• **Given instruction**:
Can you reproduce the records word for word, from the line containing "Where can the officer's" through the end, leaving out the pictures?

• **Data records**:
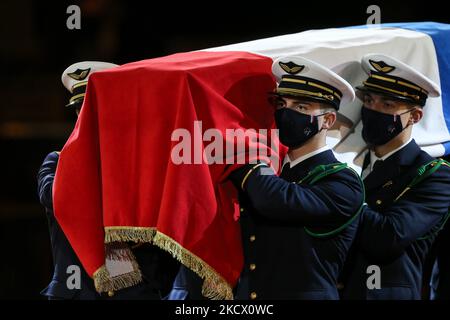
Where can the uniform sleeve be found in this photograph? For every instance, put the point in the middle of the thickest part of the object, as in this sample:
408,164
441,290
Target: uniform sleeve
334,198
411,217
45,179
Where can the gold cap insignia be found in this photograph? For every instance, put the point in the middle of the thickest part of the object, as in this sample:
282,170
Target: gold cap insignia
381,66
290,67
79,74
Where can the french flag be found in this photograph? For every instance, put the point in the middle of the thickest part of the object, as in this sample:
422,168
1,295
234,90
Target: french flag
424,46
117,180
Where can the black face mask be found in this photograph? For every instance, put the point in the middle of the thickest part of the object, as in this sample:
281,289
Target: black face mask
295,127
379,128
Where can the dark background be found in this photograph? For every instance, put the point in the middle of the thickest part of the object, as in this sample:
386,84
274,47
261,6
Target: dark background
36,47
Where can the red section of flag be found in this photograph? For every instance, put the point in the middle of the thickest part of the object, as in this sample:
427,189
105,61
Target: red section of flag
116,168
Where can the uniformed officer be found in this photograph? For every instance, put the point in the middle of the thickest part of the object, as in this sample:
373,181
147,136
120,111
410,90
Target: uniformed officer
407,191
298,227
157,267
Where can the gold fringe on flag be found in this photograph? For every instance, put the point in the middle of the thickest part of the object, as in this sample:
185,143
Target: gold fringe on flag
214,285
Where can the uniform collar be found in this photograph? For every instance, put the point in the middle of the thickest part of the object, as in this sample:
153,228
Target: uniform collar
295,162
393,165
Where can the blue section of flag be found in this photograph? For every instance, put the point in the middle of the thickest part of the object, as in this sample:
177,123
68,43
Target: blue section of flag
440,34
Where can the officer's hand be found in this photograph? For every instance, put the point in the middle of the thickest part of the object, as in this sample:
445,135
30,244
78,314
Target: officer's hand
240,176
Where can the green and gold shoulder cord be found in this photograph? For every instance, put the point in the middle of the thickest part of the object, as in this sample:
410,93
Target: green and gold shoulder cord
321,172
422,173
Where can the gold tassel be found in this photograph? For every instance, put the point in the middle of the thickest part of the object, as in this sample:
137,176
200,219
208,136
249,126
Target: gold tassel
104,282
214,285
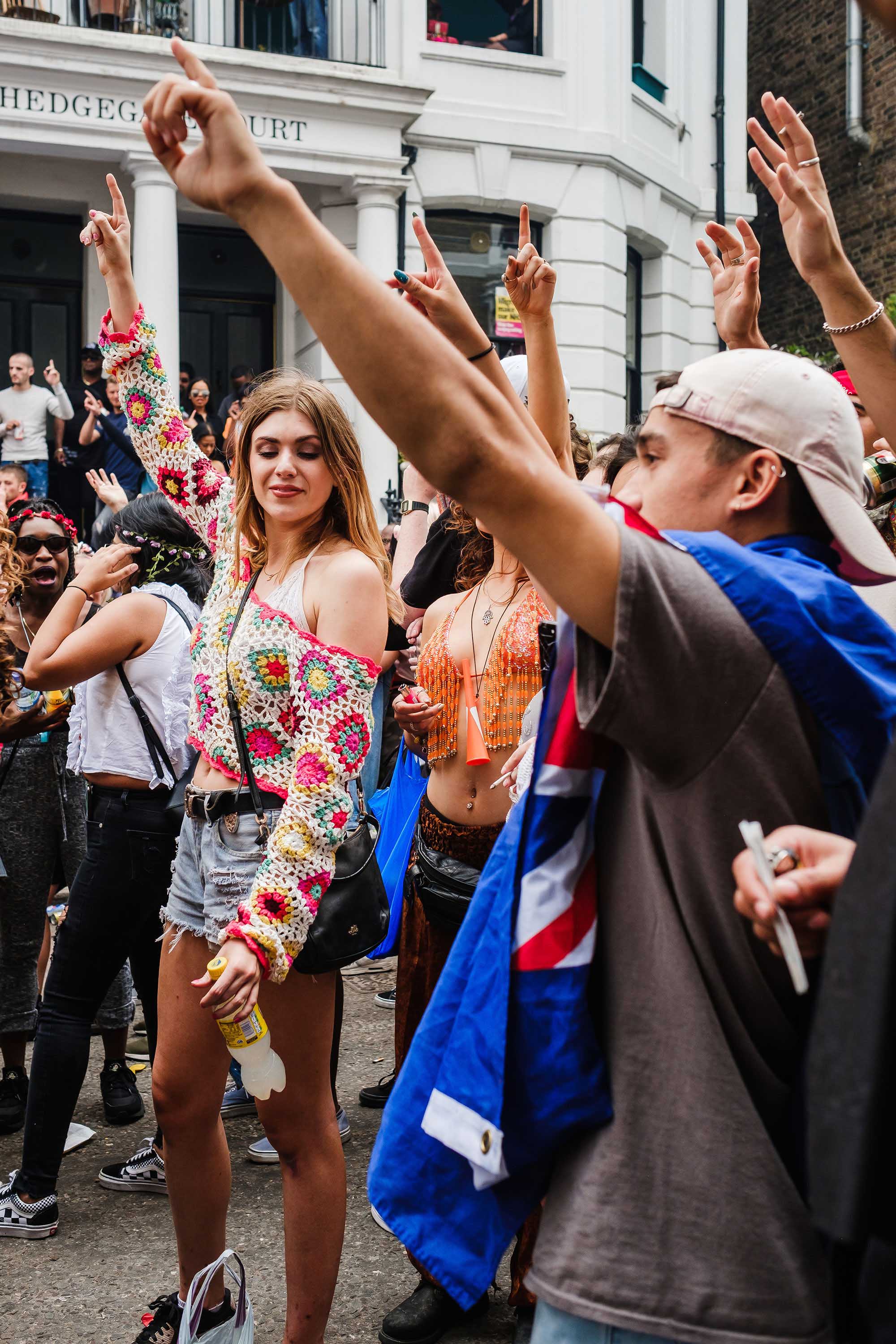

• **Output of the task**:
Where can the officer's hand be found in this photograph? For every instance, put the point in the middle of the thickest part of the object, as in this sample:
445,135
30,244
78,314
Target: officer's hand
240,176
Where can the green and gold shoulder cord be found in this photograph? For every instance, put the point in the middle of the thickest part of the object, as in this sample:
410,93
Target: green and gold shoulder cord
321,172
422,173
Where can the gold tassel be found in this photograph? For every instance, put the point in the middle of the thickest part of the object, as in this sample:
137,176
200,219
208,136
249,126
Target: gold tassel
104,282
214,285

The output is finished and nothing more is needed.